Most of the campus, the student news­paper, the College Republicans and even Xu accepted this characterisation of the photo. “After the event, we realised the picture was self-immolating and we felt a little bit terrible,” Xu says. “For Tibetan students, that matters, that’s a sensitive thing and we respect that. So I apologised, but after that, the College Republicans said that we inten­tionally used the self-immolation picture, and that’s not true.”

But unbeknown to Xu and everyone else involved, the photo wasn’t what it appear­ed. It was the first of many misunderstand­ings that would exacerbate tensions.

“There’s definitely some subjective opinions, but I think that’s OK. We have freedom of speech here. We’re in the United States, but like, try to hear another side.”
Xu Yifan, Chinese sophomore and political science major

Four days before the Tibet dialogue, College Republicans representatives met with the dean of students, Matthew Burns, to discuss the event. “You strike fear in the hearts of some of the Chinese students,” Burns said at the meeting, as confirmed by a recording. “Do you understand why?”

Excerpts from location labeling data:
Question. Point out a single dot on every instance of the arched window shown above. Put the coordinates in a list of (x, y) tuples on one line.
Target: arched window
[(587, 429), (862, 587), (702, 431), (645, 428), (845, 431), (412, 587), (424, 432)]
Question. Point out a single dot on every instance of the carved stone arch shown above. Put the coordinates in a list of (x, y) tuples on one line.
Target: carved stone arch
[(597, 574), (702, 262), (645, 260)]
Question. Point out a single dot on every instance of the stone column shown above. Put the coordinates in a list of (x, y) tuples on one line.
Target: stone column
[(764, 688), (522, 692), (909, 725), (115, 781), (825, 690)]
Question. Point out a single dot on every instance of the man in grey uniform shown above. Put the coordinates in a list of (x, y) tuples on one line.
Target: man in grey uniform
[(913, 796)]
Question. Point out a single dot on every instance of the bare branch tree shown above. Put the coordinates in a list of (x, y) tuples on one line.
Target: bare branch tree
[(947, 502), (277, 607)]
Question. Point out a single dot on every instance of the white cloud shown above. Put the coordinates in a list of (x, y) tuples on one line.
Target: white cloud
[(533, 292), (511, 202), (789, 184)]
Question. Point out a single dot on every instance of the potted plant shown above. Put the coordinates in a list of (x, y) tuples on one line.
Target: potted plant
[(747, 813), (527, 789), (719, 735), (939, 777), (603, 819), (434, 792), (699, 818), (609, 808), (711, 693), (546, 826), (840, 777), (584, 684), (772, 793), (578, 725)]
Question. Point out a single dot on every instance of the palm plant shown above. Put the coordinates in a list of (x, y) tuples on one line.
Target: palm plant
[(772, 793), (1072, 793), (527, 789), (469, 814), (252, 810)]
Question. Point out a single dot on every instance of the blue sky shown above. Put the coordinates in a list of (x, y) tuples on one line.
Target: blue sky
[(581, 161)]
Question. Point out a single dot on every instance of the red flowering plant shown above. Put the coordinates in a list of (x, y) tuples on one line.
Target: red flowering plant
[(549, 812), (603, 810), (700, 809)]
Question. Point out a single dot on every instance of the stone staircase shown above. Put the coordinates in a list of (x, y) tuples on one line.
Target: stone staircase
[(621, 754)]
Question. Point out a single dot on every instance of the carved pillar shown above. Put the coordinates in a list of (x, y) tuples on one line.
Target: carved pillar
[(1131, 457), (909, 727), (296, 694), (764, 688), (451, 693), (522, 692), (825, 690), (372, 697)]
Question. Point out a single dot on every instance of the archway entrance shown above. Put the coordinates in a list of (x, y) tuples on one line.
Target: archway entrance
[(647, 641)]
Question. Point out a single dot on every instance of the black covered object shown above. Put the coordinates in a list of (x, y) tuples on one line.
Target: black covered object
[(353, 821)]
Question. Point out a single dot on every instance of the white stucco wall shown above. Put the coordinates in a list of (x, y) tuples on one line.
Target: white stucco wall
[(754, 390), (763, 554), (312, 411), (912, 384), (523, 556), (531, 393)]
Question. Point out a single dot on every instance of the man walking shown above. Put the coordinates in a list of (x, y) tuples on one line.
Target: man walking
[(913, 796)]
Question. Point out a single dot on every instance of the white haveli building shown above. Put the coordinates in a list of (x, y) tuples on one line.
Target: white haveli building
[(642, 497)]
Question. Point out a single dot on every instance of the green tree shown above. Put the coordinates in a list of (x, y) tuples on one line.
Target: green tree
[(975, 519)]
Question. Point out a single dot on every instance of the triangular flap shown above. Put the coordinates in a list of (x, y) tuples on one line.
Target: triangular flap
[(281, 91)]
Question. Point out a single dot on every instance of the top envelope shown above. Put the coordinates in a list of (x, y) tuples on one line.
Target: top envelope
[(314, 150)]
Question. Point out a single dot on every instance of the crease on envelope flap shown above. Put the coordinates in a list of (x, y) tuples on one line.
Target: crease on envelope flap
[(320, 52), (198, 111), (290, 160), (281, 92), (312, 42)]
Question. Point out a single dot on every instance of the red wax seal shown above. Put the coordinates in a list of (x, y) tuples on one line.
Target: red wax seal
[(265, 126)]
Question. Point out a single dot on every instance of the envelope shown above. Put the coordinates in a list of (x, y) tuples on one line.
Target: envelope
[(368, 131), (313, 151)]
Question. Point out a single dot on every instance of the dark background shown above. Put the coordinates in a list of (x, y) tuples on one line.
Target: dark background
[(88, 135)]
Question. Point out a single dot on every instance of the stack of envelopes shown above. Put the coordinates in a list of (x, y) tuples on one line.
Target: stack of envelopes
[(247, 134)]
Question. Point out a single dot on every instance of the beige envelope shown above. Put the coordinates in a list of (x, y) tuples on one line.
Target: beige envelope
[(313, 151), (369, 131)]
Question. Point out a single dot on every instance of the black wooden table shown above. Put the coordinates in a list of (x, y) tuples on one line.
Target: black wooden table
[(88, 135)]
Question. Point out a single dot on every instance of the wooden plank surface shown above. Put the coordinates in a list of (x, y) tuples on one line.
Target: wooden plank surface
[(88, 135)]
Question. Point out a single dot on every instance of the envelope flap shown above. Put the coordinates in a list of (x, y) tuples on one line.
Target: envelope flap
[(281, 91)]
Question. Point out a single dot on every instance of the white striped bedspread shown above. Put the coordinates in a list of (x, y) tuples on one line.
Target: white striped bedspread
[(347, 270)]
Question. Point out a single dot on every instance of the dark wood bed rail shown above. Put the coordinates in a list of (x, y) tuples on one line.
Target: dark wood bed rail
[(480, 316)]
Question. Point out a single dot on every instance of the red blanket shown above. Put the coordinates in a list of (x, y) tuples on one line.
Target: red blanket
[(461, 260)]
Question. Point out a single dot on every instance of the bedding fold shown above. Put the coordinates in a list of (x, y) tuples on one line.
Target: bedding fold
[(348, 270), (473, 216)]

Task brief: Continue the article above about the campus dispute over the Tibet dialogue, starting right after its last sentence.

In response:
He mentioned the University of Calgary, in Alberta, Canada, which awarded the Dalai Lama an honorary degree in 2009, followed soon thereafter by the Chinese government taking it off its list of accredit­ed foreign uni­versities. The move reported­ly prompted some Chinese students at the institution to transfer for fear they wouldn’t be able to get jobs in China, though the accreditation was restored in 2011.

Burns also cited the Dalai Lama’s 2017 commencement address at the University of California, San Diego, which was followed by a Chinese Ministry of Edu­cation scholarship council ceasing funding for new scholars to attend the college.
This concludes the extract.